▶ **Text excerpt**:
○ ○ ○ ○ ○

Your mouth may become sore and you may get ulcers. This can make you more likely to get an infection in your mouth. Gently clean your teeth and/or dentures morning and night and after meals. Use a soft-bristled or children’s toothbrush. Your nurse might ask you to rinse your mouth regularly or use mouthwashes. It’s important to follow any advice you are given and to drink plenty of fluids.

Tell your nurse or doctor if you have any problems with your mouth. They can prescribe medicines to prevent or treat mouth infections and reduce any soreness.

Numb or tingling hands or feet

These symptoms are caused by the effect of vinblastine on nerves. It is called peripheral neuropathy. You may also find it hard to fasten buttons or do other fiddly tasks.

Tell your doctor if you have these symptoms. They sometimes need to lower the dose of the drug. The symptoms usually improve slowly after treatment finishes, but in some people they may never go away. Talk to your doctor if you are worried about this.

Changes in the way the liver works

This treatment may affect how your liver works. This is usually mild and goes back to normal after treatment. You will have regular blood tests to check how well your liver is working.

Headaches

Let your doctor or nurse know if you get headaches. They can give you painkillers.

Jaw pain

Vinblastine may cause pain in your jaw. Tell your nurse or doctor if you notice this.


Less common side effects of vinblastine

Effects on the lungs

This treatment can cause changes to the lungs. Always tell your doctor if you develop wheezing, a cough, a fever or feel breathless. You should also let them know if any existing breathing problems get worse. If necessary, they can arrange for you to have tests to check your lungs.

Effects on the nervous system

Vinblastine can affect the nervous system. You may feel dizzy or unsteady. Tell your doctor or nurse straight away if you notice any of these symptoms. They may make some changes to your treatment if they become a problem for you. It’s important not to drive or operate machinery if you notice these effects. Rarely, this treatment can cause seizures (fits).


Other information about vinblastine

Blood clot risk

Cancer increases the chance of a blood clot (thrombosis) and chemotherapy can add to this. A clot can cause symptoms such as pain, redness and swelling in a leg, breathlessness and chest pain. Contact your doctor straight away if you have any of these symptoms. A blood clot is serious but your doctor can treat it with drugs that thin the blood. Your doctor or nurse can give you more information.

○ ○ ○ ○ ○

Stored data:

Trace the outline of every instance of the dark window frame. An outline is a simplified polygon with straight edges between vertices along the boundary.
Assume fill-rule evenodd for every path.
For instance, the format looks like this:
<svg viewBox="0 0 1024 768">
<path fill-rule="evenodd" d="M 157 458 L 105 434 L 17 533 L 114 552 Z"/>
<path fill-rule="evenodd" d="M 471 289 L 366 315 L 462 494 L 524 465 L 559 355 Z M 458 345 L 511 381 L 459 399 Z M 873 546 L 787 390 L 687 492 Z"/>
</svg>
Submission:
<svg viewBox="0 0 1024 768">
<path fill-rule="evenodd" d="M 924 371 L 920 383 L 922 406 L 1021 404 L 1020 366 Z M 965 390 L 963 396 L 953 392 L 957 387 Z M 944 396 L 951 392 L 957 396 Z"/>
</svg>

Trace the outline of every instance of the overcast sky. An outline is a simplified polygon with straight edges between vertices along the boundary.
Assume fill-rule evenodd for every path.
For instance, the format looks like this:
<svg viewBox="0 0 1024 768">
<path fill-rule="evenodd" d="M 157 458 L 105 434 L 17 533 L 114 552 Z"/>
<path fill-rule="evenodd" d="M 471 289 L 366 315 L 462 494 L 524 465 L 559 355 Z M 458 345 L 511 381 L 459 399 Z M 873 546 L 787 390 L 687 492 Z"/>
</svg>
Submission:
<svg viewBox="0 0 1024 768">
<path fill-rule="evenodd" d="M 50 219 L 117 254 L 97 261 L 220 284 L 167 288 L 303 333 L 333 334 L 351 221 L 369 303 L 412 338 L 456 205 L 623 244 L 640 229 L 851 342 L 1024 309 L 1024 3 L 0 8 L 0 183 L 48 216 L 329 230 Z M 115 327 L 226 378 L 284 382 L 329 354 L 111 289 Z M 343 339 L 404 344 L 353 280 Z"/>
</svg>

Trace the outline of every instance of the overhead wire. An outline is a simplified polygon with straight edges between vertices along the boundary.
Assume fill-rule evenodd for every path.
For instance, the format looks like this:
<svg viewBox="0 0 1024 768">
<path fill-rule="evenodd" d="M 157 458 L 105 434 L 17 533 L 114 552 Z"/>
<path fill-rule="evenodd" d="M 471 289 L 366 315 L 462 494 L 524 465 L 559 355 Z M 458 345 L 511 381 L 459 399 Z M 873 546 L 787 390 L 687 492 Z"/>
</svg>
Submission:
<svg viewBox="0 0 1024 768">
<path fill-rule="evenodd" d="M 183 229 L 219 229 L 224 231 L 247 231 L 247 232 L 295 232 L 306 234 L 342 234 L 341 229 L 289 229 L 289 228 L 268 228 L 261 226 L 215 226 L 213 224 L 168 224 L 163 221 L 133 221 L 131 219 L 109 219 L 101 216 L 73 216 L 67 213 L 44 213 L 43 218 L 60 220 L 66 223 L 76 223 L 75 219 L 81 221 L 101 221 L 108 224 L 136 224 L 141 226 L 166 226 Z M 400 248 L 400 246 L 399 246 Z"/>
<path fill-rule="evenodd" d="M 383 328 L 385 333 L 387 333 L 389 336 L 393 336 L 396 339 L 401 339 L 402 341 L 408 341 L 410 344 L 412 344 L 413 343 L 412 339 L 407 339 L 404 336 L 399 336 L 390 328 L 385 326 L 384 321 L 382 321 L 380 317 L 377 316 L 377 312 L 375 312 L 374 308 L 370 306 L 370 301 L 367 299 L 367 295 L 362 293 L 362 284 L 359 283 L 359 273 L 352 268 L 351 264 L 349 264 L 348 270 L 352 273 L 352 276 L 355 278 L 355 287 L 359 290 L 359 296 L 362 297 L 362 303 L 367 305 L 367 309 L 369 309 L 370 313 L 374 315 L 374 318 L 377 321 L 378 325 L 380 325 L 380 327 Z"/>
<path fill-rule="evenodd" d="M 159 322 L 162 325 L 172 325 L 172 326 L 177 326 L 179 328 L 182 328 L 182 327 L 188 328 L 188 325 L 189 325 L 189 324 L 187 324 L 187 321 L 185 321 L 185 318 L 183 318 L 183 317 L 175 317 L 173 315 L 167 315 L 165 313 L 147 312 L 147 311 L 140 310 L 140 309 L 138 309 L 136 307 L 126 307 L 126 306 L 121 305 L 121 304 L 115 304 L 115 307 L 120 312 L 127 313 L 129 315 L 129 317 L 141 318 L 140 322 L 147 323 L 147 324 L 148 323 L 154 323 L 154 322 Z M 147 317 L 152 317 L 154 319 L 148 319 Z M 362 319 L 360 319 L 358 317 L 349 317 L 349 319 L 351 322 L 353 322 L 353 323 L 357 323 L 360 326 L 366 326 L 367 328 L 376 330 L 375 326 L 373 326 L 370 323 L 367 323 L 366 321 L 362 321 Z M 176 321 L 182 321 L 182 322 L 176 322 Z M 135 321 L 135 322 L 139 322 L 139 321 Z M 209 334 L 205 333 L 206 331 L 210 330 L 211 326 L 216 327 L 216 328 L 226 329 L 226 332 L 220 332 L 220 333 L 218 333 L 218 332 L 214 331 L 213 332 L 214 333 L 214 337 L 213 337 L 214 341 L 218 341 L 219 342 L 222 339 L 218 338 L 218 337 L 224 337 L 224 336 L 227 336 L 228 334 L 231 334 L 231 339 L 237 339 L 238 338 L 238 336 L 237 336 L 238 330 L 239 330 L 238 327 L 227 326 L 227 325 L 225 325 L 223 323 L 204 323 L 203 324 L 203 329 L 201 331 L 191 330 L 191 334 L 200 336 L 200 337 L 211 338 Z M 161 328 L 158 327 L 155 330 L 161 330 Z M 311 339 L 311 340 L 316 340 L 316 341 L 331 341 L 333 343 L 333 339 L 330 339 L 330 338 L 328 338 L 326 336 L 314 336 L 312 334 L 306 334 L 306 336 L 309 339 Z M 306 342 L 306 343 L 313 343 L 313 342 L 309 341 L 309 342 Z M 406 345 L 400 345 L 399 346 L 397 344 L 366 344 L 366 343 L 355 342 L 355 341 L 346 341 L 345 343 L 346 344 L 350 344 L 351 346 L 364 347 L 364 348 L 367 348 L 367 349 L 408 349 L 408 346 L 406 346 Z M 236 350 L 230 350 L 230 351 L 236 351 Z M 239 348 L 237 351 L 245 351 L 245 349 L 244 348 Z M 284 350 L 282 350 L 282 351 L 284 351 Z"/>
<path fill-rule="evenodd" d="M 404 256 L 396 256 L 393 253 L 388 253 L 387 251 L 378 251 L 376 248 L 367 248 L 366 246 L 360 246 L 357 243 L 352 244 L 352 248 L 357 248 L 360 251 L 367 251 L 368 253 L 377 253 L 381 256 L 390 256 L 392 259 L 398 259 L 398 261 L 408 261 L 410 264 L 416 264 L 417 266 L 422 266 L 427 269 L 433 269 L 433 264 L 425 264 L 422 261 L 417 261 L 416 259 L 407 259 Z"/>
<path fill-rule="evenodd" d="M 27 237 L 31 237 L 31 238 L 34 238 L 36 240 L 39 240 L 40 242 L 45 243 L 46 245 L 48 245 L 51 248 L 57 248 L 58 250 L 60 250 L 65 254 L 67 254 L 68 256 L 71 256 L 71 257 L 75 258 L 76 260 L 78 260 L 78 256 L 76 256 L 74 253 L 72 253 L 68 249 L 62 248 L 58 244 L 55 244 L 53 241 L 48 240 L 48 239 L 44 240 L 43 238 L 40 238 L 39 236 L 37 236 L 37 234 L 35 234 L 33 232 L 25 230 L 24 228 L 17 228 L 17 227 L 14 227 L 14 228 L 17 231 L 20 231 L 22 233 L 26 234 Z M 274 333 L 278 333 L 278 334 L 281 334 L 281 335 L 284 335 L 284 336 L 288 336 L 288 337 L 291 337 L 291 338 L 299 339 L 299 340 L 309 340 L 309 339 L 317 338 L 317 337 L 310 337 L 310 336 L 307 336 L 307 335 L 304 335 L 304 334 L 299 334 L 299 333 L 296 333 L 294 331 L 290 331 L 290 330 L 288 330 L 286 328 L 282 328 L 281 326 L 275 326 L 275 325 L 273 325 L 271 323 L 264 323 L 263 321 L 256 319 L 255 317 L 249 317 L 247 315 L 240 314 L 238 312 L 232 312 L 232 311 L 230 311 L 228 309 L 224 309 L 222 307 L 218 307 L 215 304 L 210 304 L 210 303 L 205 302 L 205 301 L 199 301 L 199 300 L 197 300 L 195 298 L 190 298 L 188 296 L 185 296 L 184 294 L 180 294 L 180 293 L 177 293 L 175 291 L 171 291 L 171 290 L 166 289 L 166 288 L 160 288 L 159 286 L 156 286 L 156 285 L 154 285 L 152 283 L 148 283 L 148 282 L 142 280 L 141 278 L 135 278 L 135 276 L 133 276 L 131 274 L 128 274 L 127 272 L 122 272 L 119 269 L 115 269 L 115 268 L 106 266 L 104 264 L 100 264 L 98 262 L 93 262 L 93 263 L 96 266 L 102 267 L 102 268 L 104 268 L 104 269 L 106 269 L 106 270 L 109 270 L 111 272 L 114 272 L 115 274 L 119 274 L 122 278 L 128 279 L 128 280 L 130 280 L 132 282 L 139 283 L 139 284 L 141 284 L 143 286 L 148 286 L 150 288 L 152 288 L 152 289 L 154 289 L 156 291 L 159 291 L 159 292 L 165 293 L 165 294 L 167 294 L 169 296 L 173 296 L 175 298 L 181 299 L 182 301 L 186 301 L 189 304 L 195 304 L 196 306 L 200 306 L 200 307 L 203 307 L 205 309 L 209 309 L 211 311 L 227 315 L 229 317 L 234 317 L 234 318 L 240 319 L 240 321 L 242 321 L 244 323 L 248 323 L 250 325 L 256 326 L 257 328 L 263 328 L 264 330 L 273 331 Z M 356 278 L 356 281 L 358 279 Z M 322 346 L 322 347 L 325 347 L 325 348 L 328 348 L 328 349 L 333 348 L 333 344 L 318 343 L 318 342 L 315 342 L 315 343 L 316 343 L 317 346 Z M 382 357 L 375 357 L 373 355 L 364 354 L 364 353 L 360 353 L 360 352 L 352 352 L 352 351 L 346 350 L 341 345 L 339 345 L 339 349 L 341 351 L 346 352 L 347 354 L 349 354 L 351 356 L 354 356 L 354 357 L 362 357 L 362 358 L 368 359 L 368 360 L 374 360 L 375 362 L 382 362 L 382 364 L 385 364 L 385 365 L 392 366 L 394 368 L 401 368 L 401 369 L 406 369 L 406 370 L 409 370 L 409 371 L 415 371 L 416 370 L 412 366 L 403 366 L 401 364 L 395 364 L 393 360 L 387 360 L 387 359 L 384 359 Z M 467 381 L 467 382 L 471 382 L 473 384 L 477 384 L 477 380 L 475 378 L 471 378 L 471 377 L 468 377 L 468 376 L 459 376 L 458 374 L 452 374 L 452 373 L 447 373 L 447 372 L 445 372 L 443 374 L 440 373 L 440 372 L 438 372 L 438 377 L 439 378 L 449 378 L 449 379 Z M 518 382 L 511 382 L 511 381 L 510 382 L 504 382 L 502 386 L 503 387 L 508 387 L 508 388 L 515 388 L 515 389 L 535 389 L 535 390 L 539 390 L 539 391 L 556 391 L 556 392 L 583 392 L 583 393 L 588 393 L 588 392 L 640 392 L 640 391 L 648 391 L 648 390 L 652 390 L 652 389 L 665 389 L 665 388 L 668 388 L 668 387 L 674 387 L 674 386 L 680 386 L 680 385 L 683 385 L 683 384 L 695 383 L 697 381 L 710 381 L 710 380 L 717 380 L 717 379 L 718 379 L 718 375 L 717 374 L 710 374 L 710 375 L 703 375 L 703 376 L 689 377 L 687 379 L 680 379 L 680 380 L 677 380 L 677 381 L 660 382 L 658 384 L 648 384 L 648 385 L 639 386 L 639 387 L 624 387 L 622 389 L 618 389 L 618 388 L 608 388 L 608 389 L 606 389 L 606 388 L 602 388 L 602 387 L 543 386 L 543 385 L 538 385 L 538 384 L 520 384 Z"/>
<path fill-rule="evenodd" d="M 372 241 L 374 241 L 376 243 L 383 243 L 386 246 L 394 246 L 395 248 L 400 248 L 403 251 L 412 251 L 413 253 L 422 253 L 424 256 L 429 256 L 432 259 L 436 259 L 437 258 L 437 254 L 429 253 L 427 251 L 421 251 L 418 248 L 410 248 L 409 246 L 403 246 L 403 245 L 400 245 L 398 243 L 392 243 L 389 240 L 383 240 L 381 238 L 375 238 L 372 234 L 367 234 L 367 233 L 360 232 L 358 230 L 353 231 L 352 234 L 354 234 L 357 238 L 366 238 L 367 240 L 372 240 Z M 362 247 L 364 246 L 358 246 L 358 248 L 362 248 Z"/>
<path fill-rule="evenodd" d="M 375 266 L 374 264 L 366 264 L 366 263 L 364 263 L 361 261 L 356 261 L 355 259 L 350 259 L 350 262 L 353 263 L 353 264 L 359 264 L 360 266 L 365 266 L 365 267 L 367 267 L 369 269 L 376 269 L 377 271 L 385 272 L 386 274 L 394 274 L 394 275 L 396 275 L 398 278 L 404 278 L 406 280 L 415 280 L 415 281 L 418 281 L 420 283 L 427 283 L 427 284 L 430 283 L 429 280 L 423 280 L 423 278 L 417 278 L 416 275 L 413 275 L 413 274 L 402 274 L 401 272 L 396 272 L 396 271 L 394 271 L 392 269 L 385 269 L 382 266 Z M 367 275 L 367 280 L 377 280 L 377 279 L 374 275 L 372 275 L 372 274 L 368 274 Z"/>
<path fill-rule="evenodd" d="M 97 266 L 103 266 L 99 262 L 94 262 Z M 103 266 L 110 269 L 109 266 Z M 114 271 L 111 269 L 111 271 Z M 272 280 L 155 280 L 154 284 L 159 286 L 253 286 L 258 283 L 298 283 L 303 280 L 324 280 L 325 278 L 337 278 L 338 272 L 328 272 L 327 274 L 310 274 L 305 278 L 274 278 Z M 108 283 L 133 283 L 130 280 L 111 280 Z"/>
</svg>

○ ○ ○ ○ ○

▶ **Tasks**:
• a. Translate this sentence from the vinblastine text into Spanish: "Vinblastine may cause pain in your jaw."
• b. Duplicate a passage of the vinblastine text word for word. Begin at the words "Numb or tingling" and stop after the words "liver is working.".

▶ **Results in order**:
• a. La vinblastina puede causarle dolor en la mandíbula.

• b.
Numb or tingling hands or feet

These symptoms are caused by the effect of vinblastine on nerves. It is called peripheral neuropathy. You may also find it hard to fasten buttons or do other fiddly tasks.

Tell your doctor if you have these symptoms. They sometimes need to lower the dose of the drug. The symptoms usually improve slowly after treatment finishes, but in some people they may never go away. Talk to your doctor if you are worried about this.

Changes in the way the liver works

This treatment may affect how your liver works. This is usually mild and goes back to normal after treatment. You will have regular blood tests to check how well your liver is working.